▶ [Exercise goal]
Please copy the lines below word for word, leaving out the pictures.

▶ [Listing]
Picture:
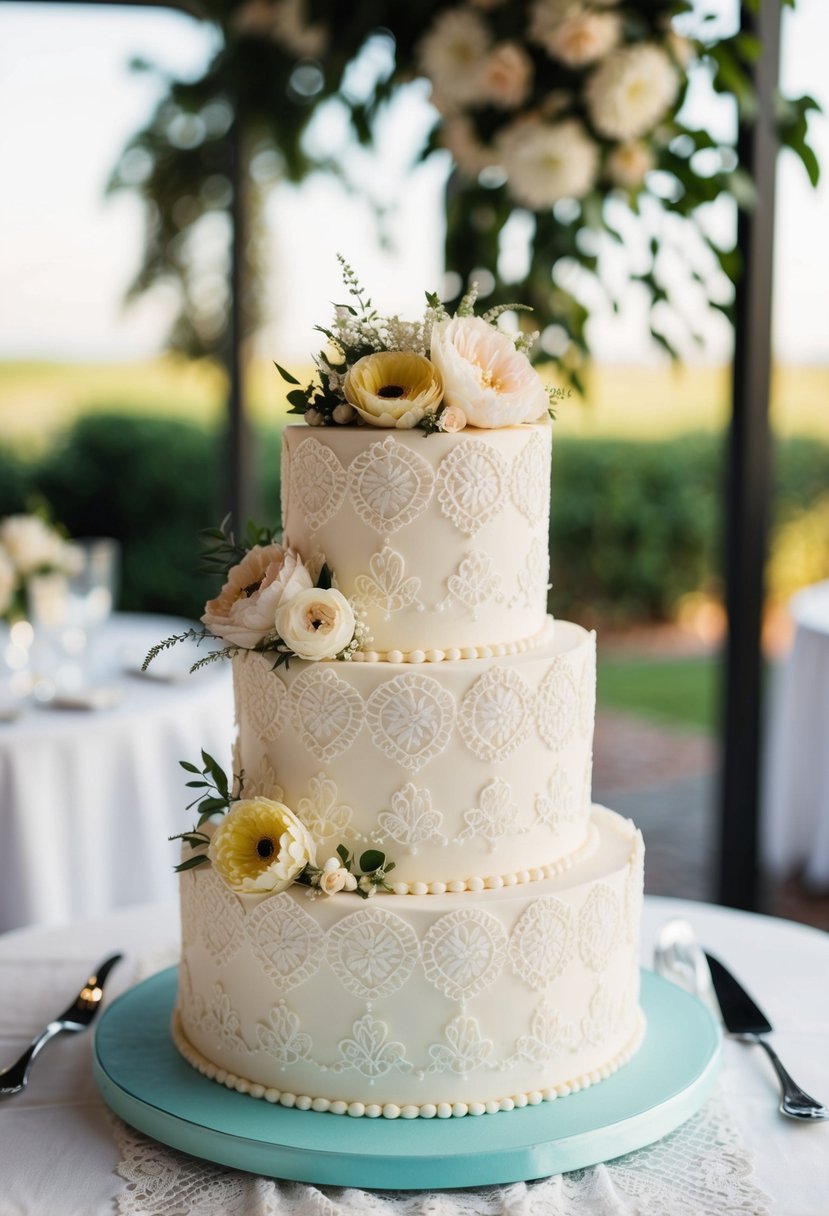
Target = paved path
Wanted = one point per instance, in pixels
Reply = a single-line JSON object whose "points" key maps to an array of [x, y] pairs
{"points": [[665, 781]]}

▶ [Finished answer]
Picture:
Target = paved path
Wanted = one point per instance, in pixels
Reply = a single-line JSON object whose "points" key maps to an array of [x, y] pairs
{"points": [[665, 781]]}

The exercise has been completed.